### Provided records
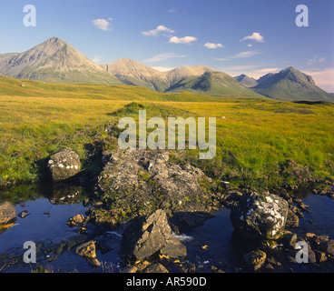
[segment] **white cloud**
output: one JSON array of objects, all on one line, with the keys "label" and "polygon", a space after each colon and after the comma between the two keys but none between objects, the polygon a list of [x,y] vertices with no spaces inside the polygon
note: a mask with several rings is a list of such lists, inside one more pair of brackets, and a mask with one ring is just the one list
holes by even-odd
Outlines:
[{"label": "white cloud", "polygon": [[313,58],[311,58],[310,60],[309,60],[307,62],[308,65],[313,65],[316,63],[323,63],[325,62],[325,57],[318,57],[318,55],[315,55]]},{"label": "white cloud", "polygon": [[306,75],[309,75],[313,77],[317,85],[323,90],[334,93],[334,68],[329,67],[321,71],[309,71],[303,72]]},{"label": "white cloud", "polygon": [[94,55],[93,57],[92,61],[94,62],[94,63],[100,63],[101,62],[101,57],[99,55]]},{"label": "white cloud", "polygon": [[176,13],[176,9],[172,6],[171,9],[168,9],[168,13]]},{"label": "white cloud", "polygon": [[164,54],[159,54],[157,55],[150,57],[147,60],[144,60],[142,62],[144,62],[144,63],[156,63],[156,62],[160,62],[160,61],[169,60],[171,58],[187,57],[187,56],[188,55],[176,55],[175,53],[164,53]]},{"label": "white cloud", "polygon": [[261,52],[258,52],[258,51],[246,51],[246,52],[241,52],[237,55],[234,55],[232,57],[233,58],[251,57],[253,55],[261,55],[261,54],[262,54]]},{"label": "white cloud", "polygon": [[213,57],[214,60],[216,61],[228,61],[228,58],[224,58],[224,57]]},{"label": "white cloud", "polygon": [[222,47],[223,45],[221,44],[212,44],[212,43],[206,43],[204,45],[206,48],[215,49],[218,47]]},{"label": "white cloud", "polygon": [[258,43],[263,43],[264,42],[263,36],[261,35],[260,35],[259,33],[252,33],[251,35],[248,35],[248,36],[243,37],[241,40],[241,42],[242,42],[244,40],[248,40],[248,39],[256,41]]},{"label": "white cloud", "polygon": [[172,36],[170,38],[170,43],[172,44],[191,44],[196,40],[197,38],[194,36],[184,36],[184,37]]},{"label": "white cloud", "polygon": [[158,36],[161,33],[164,34],[166,36],[170,36],[171,34],[174,33],[171,28],[164,25],[158,25],[155,29],[150,31],[142,31],[142,35],[144,36]]},{"label": "white cloud", "polygon": [[96,28],[101,29],[103,31],[112,31],[113,27],[111,27],[113,21],[113,18],[103,19],[103,18],[98,18],[92,20],[93,25],[94,25]]},{"label": "white cloud", "polygon": [[152,66],[152,68],[160,72],[168,72],[173,70],[175,67],[171,66]]}]

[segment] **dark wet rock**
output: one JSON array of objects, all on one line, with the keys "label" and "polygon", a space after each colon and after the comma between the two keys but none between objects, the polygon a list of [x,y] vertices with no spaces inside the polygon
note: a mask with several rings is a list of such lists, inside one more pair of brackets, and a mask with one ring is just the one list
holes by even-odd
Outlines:
[{"label": "dark wet rock", "polygon": [[260,269],[266,261],[267,254],[260,250],[251,251],[243,255],[246,263],[256,271]]},{"label": "dark wet rock", "polygon": [[78,226],[82,225],[84,221],[84,216],[83,215],[76,215],[71,218],[69,218],[66,222],[66,225],[73,227]]},{"label": "dark wet rock", "polygon": [[101,263],[99,262],[99,260],[96,257],[92,258],[89,261],[89,264],[92,265],[94,267],[98,267],[101,266]]},{"label": "dark wet rock", "polygon": [[297,235],[291,233],[290,231],[285,230],[280,238],[280,242],[281,242],[286,247],[295,248],[297,243]]},{"label": "dark wet rock", "polygon": [[49,201],[54,205],[72,205],[77,204],[81,200],[83,188],[70,184],[53,185],[52,196]]},{"label": "dark wet rock", "polygon": [[187,247],[177,238],[171,237],[167,239],[160,253],[171,259],[182,259],[187,256]]},{"label": "dark wet rock", "polygon": [[233,207],[231,218],[235,230],[251,239],[278,239],[284,230],[289,205],[272,195],[243,196]]},{"label": "dark wet rock", "polygon": [[319,249],[329,255],[331,257],[334,257],[334,239],[321,243],[319,245]]},{"label": "dark wet rock", "polygon": [[290,209],[289,209],[286,226],[289,227],[298,227],[300,226],[300,217],[294,214]]},{"label": "dark wet rock", "polygon": [[207,219],[212,217],[212,215],[204,212],[177,212],[173,214],[171,221],[177,226],[179,232],[184,233],[202,226]]},{"label": "dark wet rock", "polygon": [[169,273],[166,267],[160,264],[153,264],[143,270],[143,273]]},{"label": "dark wet rock", "polygon": [[16,218],[15,207],[8,201],[0,203],[0,225],[5,225]]},{"label": "dark wet rock", "polygon": [[80,157],[67,148],[51,156],[47,166],[53,181],[66,180],[80,172]]},{"label": "dark wet rock", "polygon": [[121,273],[136,273],[138,268],[135,266],[127,266],[121,270]]},{"label": "dark wet rock", "polygon": [[123,231],[119,256],[124,262],[149,258],[167,245],[172,230],[163,210],[129,222]]},{"label": "dark wet rock", "polygon": [[212,211],[211,180],[191,165],[170,163],[167,150],[115,151],[104,160],[94,203],[102,201],[119,223],[155,209],[169,215]]},{"label": "dark wet rock", "polygon": [[24,210],[22,212],[20,212],[17,216],[21,218],[25,218],[25,216],[29,216],[30,213],[28,210]]}]

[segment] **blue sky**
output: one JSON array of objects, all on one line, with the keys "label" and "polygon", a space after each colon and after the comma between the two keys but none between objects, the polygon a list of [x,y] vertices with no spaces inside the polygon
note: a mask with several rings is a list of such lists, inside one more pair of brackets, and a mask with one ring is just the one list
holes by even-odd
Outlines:
[{"label": "blue sky", "polygon": [[[298,27],[298,5],[309,26]],[[25,27],[24,6],[36,8]],[[0,54],[58,36],[98,64],[205,65],[259,77],[287,66],[334,92],[333,0],[1,0]]]}]

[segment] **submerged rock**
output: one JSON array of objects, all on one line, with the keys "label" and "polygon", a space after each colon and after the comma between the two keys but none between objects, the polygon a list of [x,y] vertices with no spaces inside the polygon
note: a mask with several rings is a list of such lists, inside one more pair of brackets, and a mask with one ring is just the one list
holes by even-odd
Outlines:
[{"label": "submerged rock", "polygon": [[51,156],[47,166],[53,181],[65,180],[80,172],[80,157],[67,148]]},{"label": "submerged rock", "polygon": [[0,203],[0,225],[6,225],[16,218],[16,210],[14,206],[8,202]]},{"label": "submerged rock", "polygon": [[241,199],[231,218],[235,230],[251,239],[278,239],[288,216],[289,205],[272,194],[254,194]]},{"label": "submerged rock", "polygon": [[163,210],[158,209],[146,217],[136,217],[124,229],[119,256],[124,262],[149,258],[167,245],[171,235]]}]

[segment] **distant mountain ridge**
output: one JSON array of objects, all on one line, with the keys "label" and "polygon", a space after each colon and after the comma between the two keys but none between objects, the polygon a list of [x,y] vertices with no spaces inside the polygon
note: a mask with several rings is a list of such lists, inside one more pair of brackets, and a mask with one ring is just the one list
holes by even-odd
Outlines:
[{"label": "distant mountain ridge", "polygon": [[0,55],[0,75],[55,83],[121,84],[58,37],[24,53]]},{"label": "distant mountain ridge", "polygon": [[211,96],[334,101],[333,94],[317,86],[311,76],[294,67],[255,80],[246,75],[233,78],[206,65],[161,72],[129,58],[96,65],[59,37],[23,53],[0,55],[0,75],[48,83],[130,85],[162,93],[188,91]]},{"label": "distant mountain ridge", "polygon": [[292,66],[265,78],[253,89],[276,100],[334,101],[329,93],[316,85],[310,75]]},{"label": "distant mountain ridge", "polygon": [[241,74],[234,77],[238,82],[243,84],[246,87],[253,87],[258,85],[258,82],[253,77]]}]

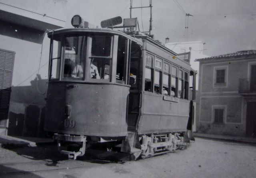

### What to work on
Identify every line of the material that contains the string "segment", and copy each one out. Case counts.

### Answer for the task
[segment] **white cloud**
[segment] **dark wet rock**
[segment] **blue sky**
[segment] **submerged rock**
[segment] **distant mountain ridge**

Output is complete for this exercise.